Directions for this task -> Copy out the line containing "Check that every instance of the bear's eye" and each line after it, through the last one in the material, exactly as written.
───── Data in this exercise
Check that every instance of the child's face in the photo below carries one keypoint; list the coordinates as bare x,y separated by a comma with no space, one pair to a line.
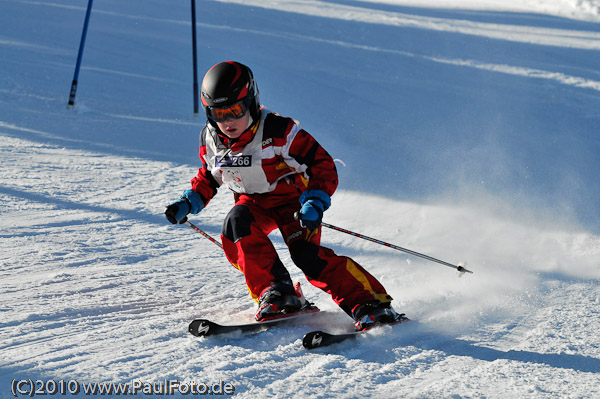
233,128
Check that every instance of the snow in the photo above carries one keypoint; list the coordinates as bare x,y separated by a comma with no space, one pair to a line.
463,130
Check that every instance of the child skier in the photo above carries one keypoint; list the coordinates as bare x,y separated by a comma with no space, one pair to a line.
276,170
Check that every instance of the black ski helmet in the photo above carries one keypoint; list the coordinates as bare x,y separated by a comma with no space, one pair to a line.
227,83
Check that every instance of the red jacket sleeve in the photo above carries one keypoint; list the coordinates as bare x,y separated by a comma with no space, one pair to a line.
320,166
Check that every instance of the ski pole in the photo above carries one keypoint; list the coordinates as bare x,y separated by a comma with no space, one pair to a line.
199,230
460,268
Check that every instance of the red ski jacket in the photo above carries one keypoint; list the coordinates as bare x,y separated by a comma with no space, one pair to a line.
274,159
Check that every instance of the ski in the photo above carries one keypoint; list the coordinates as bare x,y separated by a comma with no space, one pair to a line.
317,339
205,327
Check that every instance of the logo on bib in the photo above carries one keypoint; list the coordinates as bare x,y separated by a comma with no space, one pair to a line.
239,161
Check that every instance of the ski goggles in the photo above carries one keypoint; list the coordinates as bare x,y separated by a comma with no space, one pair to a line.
233,111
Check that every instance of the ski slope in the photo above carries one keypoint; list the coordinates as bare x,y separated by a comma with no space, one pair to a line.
464,130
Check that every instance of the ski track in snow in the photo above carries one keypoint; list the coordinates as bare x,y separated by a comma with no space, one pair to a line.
96,286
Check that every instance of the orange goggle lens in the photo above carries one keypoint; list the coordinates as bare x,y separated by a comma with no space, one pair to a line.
234,111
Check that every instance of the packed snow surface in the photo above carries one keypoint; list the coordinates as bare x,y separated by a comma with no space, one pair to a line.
465,130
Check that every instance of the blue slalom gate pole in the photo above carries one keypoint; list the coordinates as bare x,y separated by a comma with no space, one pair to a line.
79,55
194,55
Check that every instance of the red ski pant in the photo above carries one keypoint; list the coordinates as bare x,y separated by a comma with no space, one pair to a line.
249,249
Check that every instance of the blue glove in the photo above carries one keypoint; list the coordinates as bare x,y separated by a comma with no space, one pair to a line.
314,203
190,202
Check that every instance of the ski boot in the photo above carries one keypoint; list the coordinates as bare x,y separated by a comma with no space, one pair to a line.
273,304
375,313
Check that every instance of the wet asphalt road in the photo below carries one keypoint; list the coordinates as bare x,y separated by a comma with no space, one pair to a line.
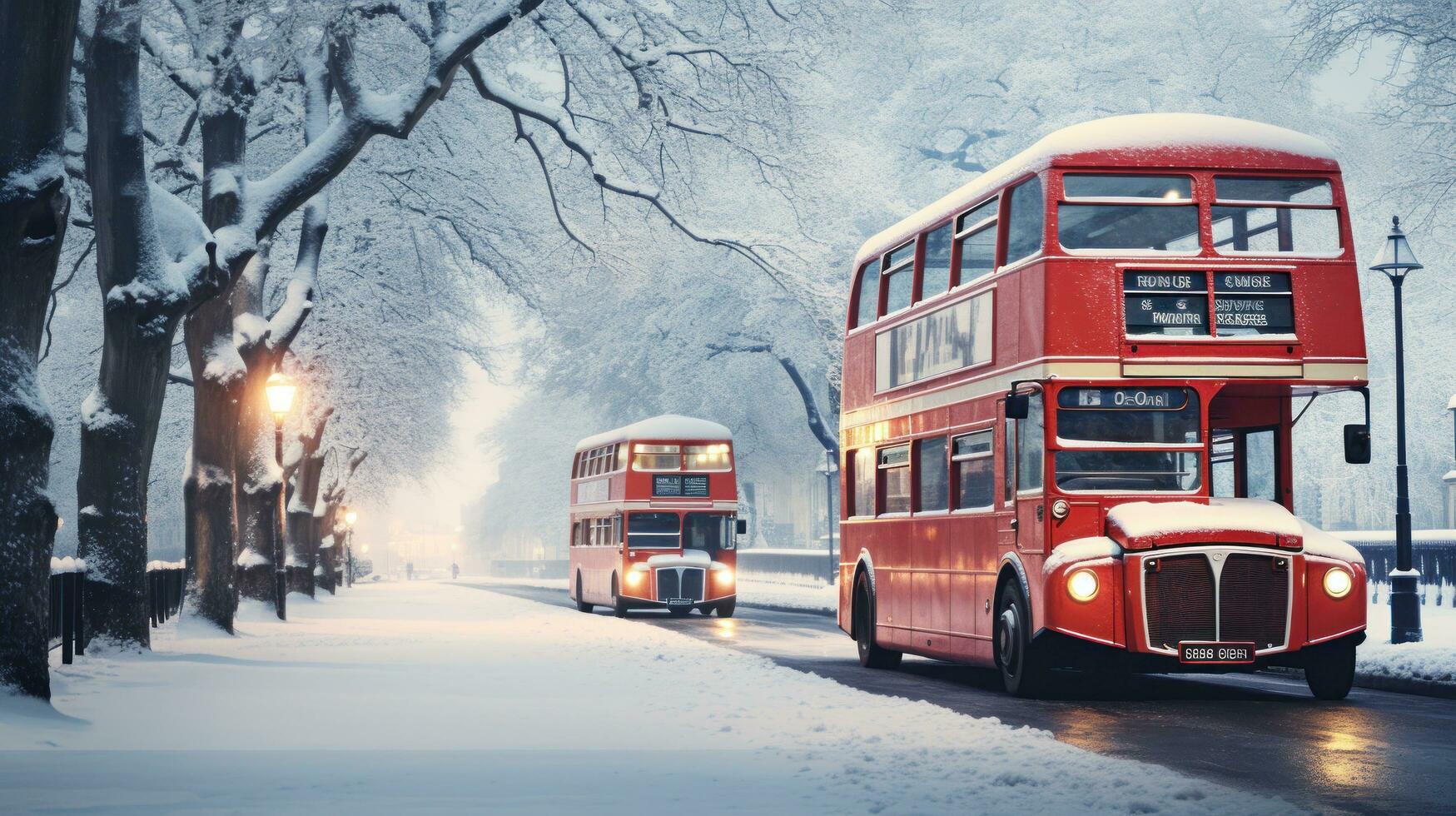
1374,752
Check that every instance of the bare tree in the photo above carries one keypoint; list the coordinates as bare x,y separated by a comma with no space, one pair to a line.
157,258
35,62
1420,76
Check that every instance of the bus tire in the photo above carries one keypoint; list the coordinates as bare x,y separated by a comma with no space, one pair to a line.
619,605
1021,669
1331,670
871,654
581,600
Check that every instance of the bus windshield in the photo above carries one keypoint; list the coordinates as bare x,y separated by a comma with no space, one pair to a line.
653,530
708,532
1117,419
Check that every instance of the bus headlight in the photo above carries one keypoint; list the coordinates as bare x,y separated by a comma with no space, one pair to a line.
1339,583
1082,585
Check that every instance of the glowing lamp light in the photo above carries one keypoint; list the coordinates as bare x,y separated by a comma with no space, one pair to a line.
1082,585
280,394
1339,583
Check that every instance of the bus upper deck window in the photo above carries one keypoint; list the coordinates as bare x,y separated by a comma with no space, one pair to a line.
1127,211
1263,216
708,456
1026,221
868,296
976,236
657,458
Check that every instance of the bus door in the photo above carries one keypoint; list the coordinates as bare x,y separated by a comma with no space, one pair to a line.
1247,462
1031,456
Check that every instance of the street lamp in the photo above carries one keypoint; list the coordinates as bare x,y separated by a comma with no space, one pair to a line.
350,516
280,391
830,471
1397,261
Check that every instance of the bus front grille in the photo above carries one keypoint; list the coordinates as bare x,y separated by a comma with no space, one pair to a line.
680,582
1245,600
1254,600
1180,600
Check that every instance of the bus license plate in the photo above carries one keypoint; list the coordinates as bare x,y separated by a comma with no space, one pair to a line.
1206,652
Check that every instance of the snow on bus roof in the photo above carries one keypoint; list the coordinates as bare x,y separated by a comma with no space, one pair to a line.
1129,133
1139,519
667,425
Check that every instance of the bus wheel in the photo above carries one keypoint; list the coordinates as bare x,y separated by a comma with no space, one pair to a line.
1329,672
581,600
619,606
871,654
1021,670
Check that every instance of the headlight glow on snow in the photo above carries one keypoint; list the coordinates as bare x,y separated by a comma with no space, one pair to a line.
1337,583
1082,585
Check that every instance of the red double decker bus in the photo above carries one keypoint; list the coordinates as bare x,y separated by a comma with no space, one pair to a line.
654,516
1069,390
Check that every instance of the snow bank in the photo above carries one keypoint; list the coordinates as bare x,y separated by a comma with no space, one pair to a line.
62,565
1139,519
1433,660
1319,542
509,701
667,425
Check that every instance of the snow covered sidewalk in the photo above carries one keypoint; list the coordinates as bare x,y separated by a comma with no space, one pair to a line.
429,697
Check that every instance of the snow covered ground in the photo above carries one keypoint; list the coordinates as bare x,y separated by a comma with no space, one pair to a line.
1433,660
429,697
1429,662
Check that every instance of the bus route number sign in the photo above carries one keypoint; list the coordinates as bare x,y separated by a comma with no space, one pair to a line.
1125,398
683,487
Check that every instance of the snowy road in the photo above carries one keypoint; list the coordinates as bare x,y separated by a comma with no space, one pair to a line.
1376,752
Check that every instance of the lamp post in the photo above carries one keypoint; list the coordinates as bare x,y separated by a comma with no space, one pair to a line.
830,470
350,516
1397,261
280,401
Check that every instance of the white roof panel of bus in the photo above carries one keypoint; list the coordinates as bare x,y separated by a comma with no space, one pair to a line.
667,425
1133,132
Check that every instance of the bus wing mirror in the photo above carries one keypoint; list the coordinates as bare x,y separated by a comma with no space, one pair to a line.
1357,445
1018,406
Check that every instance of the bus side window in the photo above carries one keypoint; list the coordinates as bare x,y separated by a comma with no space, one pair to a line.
864,483
1030,460
1024,221
867,301
1009,462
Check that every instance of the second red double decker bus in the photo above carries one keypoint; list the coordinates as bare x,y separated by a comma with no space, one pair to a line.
1069,391
654,518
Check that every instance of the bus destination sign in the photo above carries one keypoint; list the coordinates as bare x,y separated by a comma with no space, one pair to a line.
1164,281
670,485
1125,398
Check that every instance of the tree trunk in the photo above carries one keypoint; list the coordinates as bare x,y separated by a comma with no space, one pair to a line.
35,62
219,379
140,315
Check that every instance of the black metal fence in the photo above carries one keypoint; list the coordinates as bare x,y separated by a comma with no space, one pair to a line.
67,595
165,588
1433,555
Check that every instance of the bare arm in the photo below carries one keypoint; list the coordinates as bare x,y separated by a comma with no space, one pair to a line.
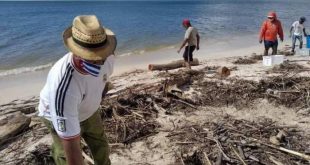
291,31
305,33
198,41
73,151
183,44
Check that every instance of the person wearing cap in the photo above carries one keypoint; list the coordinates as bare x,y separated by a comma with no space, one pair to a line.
299,29
71,97
191,42
269,31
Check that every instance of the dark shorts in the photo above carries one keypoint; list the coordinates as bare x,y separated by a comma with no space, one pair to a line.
188,53
271,44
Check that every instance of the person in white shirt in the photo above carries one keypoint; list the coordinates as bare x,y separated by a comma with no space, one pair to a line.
299,29
191,42
71,97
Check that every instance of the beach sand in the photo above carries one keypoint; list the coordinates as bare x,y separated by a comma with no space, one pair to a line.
27,85
130,72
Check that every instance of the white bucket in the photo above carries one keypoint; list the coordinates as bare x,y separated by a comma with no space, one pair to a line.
277,59
303,52
273,60
267,60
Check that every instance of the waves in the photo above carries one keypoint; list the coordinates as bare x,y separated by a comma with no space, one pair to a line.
17,71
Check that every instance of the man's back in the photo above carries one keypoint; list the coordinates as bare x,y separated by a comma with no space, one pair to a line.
191,34
71,96
298,28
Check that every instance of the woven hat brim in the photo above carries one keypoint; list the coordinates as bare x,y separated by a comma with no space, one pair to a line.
100,53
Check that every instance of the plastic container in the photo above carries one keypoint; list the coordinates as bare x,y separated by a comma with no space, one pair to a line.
303,52
277,59
308,41
267,60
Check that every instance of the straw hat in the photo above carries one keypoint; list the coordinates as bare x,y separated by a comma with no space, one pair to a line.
87,39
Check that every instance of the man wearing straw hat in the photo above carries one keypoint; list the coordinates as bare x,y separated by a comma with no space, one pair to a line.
191,40
71,97
269,31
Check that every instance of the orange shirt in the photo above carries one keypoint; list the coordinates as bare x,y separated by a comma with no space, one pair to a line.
270,30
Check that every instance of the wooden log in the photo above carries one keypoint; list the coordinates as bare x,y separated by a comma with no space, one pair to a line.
223,71
172,65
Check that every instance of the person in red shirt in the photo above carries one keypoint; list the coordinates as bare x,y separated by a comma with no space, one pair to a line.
269,31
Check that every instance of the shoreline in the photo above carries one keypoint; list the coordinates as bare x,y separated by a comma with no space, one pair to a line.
29,84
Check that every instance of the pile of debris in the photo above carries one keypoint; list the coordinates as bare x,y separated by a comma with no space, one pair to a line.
287,67
232,141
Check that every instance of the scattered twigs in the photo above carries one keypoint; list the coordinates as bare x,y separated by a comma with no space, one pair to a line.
236,153
301,155
186,103
208,162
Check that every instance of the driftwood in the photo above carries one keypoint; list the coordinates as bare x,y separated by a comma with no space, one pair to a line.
172,65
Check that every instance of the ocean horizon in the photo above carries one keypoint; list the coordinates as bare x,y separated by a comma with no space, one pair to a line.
31,31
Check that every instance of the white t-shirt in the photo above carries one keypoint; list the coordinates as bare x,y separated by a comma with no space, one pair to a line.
298,28
70,97
191,34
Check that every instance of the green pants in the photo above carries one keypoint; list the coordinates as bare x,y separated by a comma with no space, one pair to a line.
92,132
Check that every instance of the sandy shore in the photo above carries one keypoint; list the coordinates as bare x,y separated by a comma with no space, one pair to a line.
172,136
26,85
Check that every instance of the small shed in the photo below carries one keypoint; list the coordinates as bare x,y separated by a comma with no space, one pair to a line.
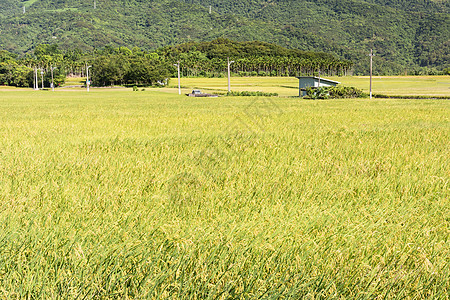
312,81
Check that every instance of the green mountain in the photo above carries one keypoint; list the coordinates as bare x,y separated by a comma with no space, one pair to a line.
406,35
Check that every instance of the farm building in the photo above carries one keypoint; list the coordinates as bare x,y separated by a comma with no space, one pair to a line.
310,81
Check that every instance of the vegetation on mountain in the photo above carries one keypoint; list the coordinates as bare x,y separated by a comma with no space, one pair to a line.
407,36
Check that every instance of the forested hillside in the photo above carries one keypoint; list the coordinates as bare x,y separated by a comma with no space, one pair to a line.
407,36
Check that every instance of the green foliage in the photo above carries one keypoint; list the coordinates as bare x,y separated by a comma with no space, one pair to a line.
334,92
341,91
317,93
125,67
251,93
404,34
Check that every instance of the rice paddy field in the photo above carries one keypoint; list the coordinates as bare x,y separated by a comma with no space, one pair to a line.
115,194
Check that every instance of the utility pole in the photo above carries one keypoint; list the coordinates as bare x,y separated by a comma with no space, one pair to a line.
87,77
370,88
179,77
229,64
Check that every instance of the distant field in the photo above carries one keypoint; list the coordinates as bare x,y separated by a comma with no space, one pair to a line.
121,194
288,86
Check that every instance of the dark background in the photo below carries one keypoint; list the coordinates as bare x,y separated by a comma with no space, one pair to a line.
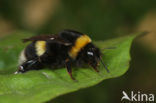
102,20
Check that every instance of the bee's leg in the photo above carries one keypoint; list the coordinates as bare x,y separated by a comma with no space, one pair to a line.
69,69
29,65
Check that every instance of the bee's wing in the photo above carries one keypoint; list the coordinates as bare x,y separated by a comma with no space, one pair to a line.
53,38
40,37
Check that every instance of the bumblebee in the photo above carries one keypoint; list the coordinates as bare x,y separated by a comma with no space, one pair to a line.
64,49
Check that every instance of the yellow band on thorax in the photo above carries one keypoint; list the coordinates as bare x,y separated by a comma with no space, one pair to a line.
79,44
40,47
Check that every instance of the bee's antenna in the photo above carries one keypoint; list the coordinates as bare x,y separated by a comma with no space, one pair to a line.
104,66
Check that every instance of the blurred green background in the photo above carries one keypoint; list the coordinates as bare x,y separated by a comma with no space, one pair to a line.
102,20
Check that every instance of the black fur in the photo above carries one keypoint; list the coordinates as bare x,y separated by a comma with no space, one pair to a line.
57,53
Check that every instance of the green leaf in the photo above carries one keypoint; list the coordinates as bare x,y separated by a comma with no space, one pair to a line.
46,84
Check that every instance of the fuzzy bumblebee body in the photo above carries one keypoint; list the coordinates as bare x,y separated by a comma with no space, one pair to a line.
64,49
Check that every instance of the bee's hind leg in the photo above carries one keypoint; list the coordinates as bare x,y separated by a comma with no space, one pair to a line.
29,65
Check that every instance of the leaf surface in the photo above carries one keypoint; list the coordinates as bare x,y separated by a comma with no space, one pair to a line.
43,85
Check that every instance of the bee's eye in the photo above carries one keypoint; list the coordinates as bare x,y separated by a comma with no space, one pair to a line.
90,53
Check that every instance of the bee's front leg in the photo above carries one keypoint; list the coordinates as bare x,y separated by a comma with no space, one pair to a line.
29,65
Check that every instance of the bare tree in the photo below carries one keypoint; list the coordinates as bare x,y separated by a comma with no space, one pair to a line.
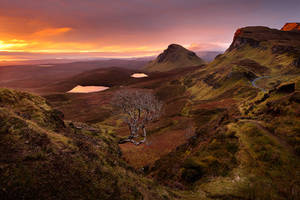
140,107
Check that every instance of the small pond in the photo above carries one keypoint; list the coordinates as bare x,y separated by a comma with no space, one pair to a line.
87,89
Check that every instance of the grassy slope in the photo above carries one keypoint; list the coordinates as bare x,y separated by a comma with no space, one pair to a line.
44,158
234,158
175,57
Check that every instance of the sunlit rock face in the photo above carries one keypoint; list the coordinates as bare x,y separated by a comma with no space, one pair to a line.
87,89
291,27
139,75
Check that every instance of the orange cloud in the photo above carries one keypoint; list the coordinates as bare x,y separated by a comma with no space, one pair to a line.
52,32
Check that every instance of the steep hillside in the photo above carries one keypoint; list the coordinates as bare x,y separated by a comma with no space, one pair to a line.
174,57
291,27
43,157
255,53
245,108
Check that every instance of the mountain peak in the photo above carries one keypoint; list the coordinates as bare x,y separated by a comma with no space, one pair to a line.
175,56
291,27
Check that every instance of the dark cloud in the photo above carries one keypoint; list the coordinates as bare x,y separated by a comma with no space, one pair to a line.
134,23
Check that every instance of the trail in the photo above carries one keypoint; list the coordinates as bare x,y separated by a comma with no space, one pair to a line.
271,135
258,78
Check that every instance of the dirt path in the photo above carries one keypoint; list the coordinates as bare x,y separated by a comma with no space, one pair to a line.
259,124
254,82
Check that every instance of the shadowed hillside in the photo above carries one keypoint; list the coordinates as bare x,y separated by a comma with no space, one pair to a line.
43,157
229,129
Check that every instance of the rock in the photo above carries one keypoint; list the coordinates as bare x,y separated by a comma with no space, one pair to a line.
286,88
291,27
174,57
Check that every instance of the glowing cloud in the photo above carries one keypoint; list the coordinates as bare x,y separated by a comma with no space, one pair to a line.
52,32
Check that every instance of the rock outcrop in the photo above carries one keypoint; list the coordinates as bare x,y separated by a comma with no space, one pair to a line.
174,57
291,27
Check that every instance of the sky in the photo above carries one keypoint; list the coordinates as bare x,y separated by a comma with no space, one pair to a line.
41,29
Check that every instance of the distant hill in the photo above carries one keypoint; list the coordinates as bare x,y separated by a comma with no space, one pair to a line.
291,27
208,56
174,57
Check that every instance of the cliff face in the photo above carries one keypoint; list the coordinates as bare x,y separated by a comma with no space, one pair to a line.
43,157
174,57
291,27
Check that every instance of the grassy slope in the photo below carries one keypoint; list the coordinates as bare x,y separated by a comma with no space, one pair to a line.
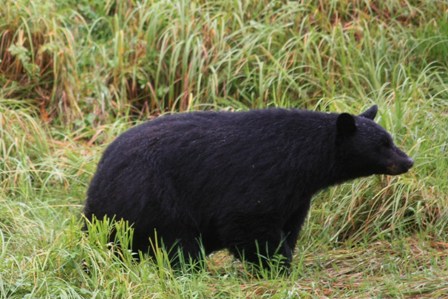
74,74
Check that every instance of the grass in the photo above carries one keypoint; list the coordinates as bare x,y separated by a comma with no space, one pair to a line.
75,74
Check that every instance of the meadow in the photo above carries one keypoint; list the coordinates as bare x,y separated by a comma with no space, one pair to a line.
75,74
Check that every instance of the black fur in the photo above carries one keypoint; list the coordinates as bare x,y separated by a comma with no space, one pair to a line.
241,181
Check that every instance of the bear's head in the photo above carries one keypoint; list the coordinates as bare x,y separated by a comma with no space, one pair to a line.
365,148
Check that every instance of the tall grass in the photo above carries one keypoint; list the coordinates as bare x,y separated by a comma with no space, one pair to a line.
75,74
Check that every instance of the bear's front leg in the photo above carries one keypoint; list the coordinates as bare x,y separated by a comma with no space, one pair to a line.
261,250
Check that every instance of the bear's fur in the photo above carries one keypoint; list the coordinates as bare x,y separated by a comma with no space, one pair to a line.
236,180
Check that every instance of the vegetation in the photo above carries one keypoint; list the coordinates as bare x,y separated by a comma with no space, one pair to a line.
74,74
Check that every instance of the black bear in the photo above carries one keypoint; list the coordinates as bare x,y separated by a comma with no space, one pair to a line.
236,180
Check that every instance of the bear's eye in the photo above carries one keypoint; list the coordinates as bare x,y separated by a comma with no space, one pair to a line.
386,143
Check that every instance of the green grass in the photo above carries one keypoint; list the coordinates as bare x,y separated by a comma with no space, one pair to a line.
75,74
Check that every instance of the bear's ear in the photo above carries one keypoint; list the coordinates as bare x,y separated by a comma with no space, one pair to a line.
──────────
Task output ->
Check that every instance of the bear's eye in the photo above carries one keypoint; list the coordinates as bare x,y separated by a comma with no space, one pair to a line.
386,143
Check that every instance of the green grass in the photo above carries one keypoint; list the coordinates as bare x,y separated by a comma with no space, one pair to a line.
75,74
Check that every instance of the bear's ear in the photo above carries one keypoint; list the coordinates as bare x,y separated by a comma with no space, one pair to a line.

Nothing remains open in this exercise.